■ What the task asks ■
Output every entry exactly as given.
BEGIN Data extract
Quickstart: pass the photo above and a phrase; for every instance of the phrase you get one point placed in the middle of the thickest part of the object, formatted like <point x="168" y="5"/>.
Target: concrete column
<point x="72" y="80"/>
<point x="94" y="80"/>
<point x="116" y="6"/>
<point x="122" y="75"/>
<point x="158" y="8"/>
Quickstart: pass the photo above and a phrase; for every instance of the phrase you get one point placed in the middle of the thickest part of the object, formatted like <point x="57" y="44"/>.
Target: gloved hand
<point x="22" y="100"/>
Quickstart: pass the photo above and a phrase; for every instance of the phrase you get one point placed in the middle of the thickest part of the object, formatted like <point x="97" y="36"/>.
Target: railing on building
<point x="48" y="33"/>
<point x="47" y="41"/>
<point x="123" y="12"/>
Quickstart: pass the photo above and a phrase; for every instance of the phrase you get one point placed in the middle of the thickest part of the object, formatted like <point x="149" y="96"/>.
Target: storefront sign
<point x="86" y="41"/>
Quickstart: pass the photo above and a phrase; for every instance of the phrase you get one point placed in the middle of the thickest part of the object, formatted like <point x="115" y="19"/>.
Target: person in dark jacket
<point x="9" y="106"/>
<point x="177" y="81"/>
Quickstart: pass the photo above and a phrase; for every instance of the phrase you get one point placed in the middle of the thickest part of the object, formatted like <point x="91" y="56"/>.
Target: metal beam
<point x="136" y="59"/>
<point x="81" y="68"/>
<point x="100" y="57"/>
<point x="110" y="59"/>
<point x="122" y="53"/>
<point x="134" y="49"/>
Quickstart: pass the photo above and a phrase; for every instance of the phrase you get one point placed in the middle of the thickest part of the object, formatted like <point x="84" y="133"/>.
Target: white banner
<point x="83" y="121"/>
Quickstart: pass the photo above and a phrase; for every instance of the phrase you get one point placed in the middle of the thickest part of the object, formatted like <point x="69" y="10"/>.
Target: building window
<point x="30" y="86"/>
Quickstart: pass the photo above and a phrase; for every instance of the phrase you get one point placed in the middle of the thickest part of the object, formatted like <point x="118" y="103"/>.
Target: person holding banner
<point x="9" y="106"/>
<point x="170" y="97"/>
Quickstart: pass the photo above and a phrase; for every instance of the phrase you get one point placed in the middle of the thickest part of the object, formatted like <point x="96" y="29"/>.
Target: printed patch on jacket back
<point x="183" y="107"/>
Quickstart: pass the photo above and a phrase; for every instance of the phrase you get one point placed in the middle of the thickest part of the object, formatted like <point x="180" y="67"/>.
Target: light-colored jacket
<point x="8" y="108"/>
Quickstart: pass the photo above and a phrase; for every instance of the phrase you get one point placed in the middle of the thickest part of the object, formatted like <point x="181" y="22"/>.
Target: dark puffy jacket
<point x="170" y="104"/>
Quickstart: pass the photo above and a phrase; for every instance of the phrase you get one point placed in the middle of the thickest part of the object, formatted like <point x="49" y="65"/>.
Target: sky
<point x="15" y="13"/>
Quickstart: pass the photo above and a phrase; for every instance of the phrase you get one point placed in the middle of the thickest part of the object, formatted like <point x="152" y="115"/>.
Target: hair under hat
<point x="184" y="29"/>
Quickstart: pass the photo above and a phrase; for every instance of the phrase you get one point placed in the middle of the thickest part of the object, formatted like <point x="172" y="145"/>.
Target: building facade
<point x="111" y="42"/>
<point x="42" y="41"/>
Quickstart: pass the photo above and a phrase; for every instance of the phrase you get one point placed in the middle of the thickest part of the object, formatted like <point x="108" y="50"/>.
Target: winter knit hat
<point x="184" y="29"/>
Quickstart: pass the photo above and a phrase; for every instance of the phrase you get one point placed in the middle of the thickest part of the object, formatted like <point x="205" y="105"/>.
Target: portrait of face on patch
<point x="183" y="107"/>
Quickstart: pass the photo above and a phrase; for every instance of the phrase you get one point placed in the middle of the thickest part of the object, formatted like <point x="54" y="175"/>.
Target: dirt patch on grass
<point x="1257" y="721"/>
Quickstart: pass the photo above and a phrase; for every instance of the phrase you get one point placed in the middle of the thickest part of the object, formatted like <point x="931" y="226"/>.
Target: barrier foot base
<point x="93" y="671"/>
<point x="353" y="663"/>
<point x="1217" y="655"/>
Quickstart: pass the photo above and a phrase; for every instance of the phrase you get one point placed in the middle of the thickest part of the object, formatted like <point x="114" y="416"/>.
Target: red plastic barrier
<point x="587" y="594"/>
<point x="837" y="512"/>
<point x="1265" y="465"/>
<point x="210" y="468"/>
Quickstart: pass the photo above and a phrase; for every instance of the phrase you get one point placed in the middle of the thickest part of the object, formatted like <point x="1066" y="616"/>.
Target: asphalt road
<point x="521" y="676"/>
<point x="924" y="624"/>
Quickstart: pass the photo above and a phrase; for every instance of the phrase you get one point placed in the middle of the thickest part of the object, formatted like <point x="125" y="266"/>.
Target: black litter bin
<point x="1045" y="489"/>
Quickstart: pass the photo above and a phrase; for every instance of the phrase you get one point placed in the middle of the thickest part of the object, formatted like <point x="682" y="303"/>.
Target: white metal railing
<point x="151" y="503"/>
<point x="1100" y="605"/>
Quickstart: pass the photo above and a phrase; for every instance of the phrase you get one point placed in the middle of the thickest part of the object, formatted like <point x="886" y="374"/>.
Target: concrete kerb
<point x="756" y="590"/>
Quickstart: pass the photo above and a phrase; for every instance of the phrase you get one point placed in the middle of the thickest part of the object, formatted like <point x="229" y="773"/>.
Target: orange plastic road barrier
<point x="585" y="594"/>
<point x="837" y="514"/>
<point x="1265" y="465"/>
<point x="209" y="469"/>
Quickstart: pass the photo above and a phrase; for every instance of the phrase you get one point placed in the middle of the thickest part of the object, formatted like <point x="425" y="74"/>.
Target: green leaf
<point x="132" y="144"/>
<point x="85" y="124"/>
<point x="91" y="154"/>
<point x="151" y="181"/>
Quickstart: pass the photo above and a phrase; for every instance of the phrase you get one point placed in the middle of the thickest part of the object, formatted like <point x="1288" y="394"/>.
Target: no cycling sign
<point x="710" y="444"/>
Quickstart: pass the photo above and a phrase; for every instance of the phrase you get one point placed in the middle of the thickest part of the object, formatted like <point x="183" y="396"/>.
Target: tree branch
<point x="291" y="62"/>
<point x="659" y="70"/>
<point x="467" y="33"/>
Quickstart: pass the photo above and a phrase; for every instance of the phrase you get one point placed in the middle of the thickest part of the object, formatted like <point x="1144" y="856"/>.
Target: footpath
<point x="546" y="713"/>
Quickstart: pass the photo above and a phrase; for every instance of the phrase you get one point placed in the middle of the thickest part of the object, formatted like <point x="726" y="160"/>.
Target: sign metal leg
END Data extract
■ Solved problem ■
Quickstart: pass the photo above and a phrase; for every instance of the phrase you get one point placed in the middle of the thickest part of the object, formatted like <point x="168" y="5"/>.
Target: concrete column
<point x="72" y="80"/>
<point x="94" y="80"/>
<point x="116" y="6"/>
<point x="122" y="75"/>
<point x="158" y="8"/>
Quickstart: pass the photo above and a phrase; for every instance of the phrase you get one point placed in the middle of the thickest part of the object, formatted like <point x="57" y="44"/>.
Target: gloved hand
<point x="22" y="100"/>
Quickstart: pass the photo above and a phrase; for every instance of the phrase you get one point placed in the middle of the thickest part of the object, formatted like <point x="97" y="36"/>.
Target: railing on building
<point x="48" y="33"/>
<point x="47" y="41"/>
<point x="123" y="12"/>
Quickstart: pass the photo above and a phrase; for every instance of the phrase you get one point placed in the middle of the thickest part of the object, formatted like <point x="149" y="96"/>.
Target: storefront sign
<point x="86" y="41"/>
Quickstart: pass the photo above and a phrase; for every instance of the phrase you get one point placed in the middle of the thickest part of the object, formatted like <point x="115" y="19"/>.
Target: person in dark jacket
<point x="9" y="106"/>
<point x="177" y="81"/>
Quickstart: pass the photo above and a phrase; for every instance of the phrase you get one point placed in the middle of the thickest part of the object, formatted like <point x="91" y="56"/>.
Target: metal beam
<point x="136" y="59"/>
<point x="81" y="68"/>
<point x="100" y="57"/>
<point x="110" y="59"/>
<point x="122" y="53"/>
<point x="134" y="49"/>
Quickstart: pass the photo above and a phrase; for every instance of the phrase you get one point placed in the middle of the thickest part of the object, formatted like <point x="84" y="133"/>.
Target: white banner
<point x="83" y="121"/>
Quickstart: pass the photo above and a phrase; for every instance of the phrase you get one point placed in the middle of the thickest part of the object, formatted like <point x="69" y="10"/>.
Target: building window
<point x="30" y="86"/>
Quickstart: pass the photo above and a phrase; for every instance of the phrase you get one point placed in the middle of the thickest part of the object, formatted like <point x="118" y="103"/>.
Target: person holding banner
<point x="9" y="106"/>
<point x="170" y="97"/>
Quickstart: pass the photo above and a phrase; for every instance of the phrase you get one point placed in the middle of the thickest part of the object, formatted like <point x="96" y="29"/>.
Target: printed patch on jacket back
<point x="183" y="107"/>
Quickstart: pass the photo above and a phrase; for every instance of the phrase you get one point placed in the middle of the thickest part of the object, formatted like <point x="180" y="67"/>.
Target: light-colored jacket
<point x="8" y="108"/>
Quickstart: pass the photo above and a phrase; for every instance of the phrase you get one point placed in the middle of the thickest part of the object, formatted like <point x="181" y="22"/>.
Target: dark puffy jacket
<point x="170" y="104"/>
Quickstart: pass the photo above and a phrase; for every instance of the phrase you get one point placed in the middle of the thickest part of the object, formatted like <point x="49" y="65"/>.
Target: sky
<point x="15" y="13"/>
Quickstart: pass the photo above and a phrase; for every instance of the phrase you get one point placed in the middle of the thickest part of the object, formatted like <point x="152" y="115"/>.
Target: hair under hat
<point x="184" y="29"/>
Quickstart: pass the photo above and a phrase; for every instance of the phrase you get one point placed in the middle of the thickest part of the object, formatted like <point x="172" y="145"/>.
Target: building facade
<point x="111" y="42"/>
<point x="42" y="41"/>
Quickstart: pass the photo above and a phrase; for every instance of the phrase you get one point placed in the middle of the thickest part of the object, formatted like <point x="108" y="50"/>.
Target: winter knit hat
<point x="184" y="29"/>
Quickstart: pass the photo above and a phrase; for every instance of the phrase you get one point placed in the middle of the thickest part of the object, formatted like <point x="205" y="105"/>.
Target: portrait of face on patch
<point x="183" y="107"/>
Quickstart: pass the photo above and a phrase; for every instance of the phrase you get one point placed in the middle of the thickest part of the object, formatted like <point x="54" y="175"/>.
Target: dirt patch on grass
<point x="1257" y="721"/>
Quickstart: pass the photo above and a phrase; for every instance of the phrase you get one point placed in the middle of the thickest part of the object, formatted like <point x="931" y="226"/>.
Target: barrier foot base
<point x="93" y="671"/>
<point x="353" y="663"/>
<point x="1217" y="655"/>
Quickstart: pass the photo above and a phrase; for every instance of the phrase you get one point placed in the middle of the thickest part of the object, formatted like <point x="114" y="416"/>.
Target: red plastic barrier
<point x="587" y="594"/>
<point x="837" y="512"/>
<point x="1265" y="465"/>
<point x="210" y="468"/>
Quickstart: pass the photo above and a phrase; for every instance of the phrase you get one point placed in the middle of the thickest part of the object, formatted like <point x="1066" y="616"/>.
Target: asphalt road
<point x="521" y="676"/>
<point x="924" y="624"/>
Quickstart: pass the photo above and a phrase; for every instance of the phrase you get one point placed in the middle of the thickest part of the object, formatted like <point x="125" y="266"/>.
Target: black litter bin
<point x="1045" y="489"/>
Quickstart: pass the photo above and a phrase; for every instance of the phrase you get one point placed in the middle of the thickest part of the object, formatted like <point x="682" y="303"/>.
Target: white metal railing
<point x="151" y="503"/>
<point x="1100" y="605"/>
Quickstart: pass the photo above and a phrase; for every instance of the phrase you get one point placed in the middle of the thickest part of the object, formatted like <point x="886" y="374"/>.
Target: concrete kerb
<point x="756" y="590"/>
Quickstart: pass the photo above and a phrase; for every instance of the phrase you get one point placed in the middle of the thickest part of the object, formatted like <point x="229" y="773"/>.
Target: orange plastic road barrier
<point x="585" y="594"/>
<point x="837" y="514"/>
<point x="1265" y="465"/>
<point x="209" y="469"/>
Quickstart: pass the photo above and a phrase; for every instance of the phrase you get one point placed in the middle of the thickest part of the object, formatted like <point x="425" y="74"/>.
Target: green leaf
<point x="132" y="144"/>
<point x="85" y="124"/>
<point x="91" y="154"/>
<point x="151" y="181"/>
Quickstart: pass the photo above and a phrase; for every instance of the phrase you get one point placed in the middle of the thickest part of the object, formatted like <point x="1288" y="394"/>.
Target: no cycling sign
<point x="710" y="444"/>
Quickstart: pass the photo above and a phrase; for every instance of the phrase you get one point placed in the middle of the thickest part of the object, formatted like <point x="183" y="396"/>.
Target: tree branch
<point x="291" y="62"/>
<point x="659" y="70"/>
<point x="467" y="33"/>
Quickstart: pass the photo above and a phrase; for every instance of the phrase you get one point placed in the middle of the thickest part of the object, formatted like <point x="1144" y="856"/>.
Target: footpath
<point x="546" y="713"/>
Quickstart: pass the photo above and a phrase; for every instance of the phrase you get one point placed in the middle of the thickest part of the object, formatted like <point x="726" y="160"/>.
Target: sign metal leg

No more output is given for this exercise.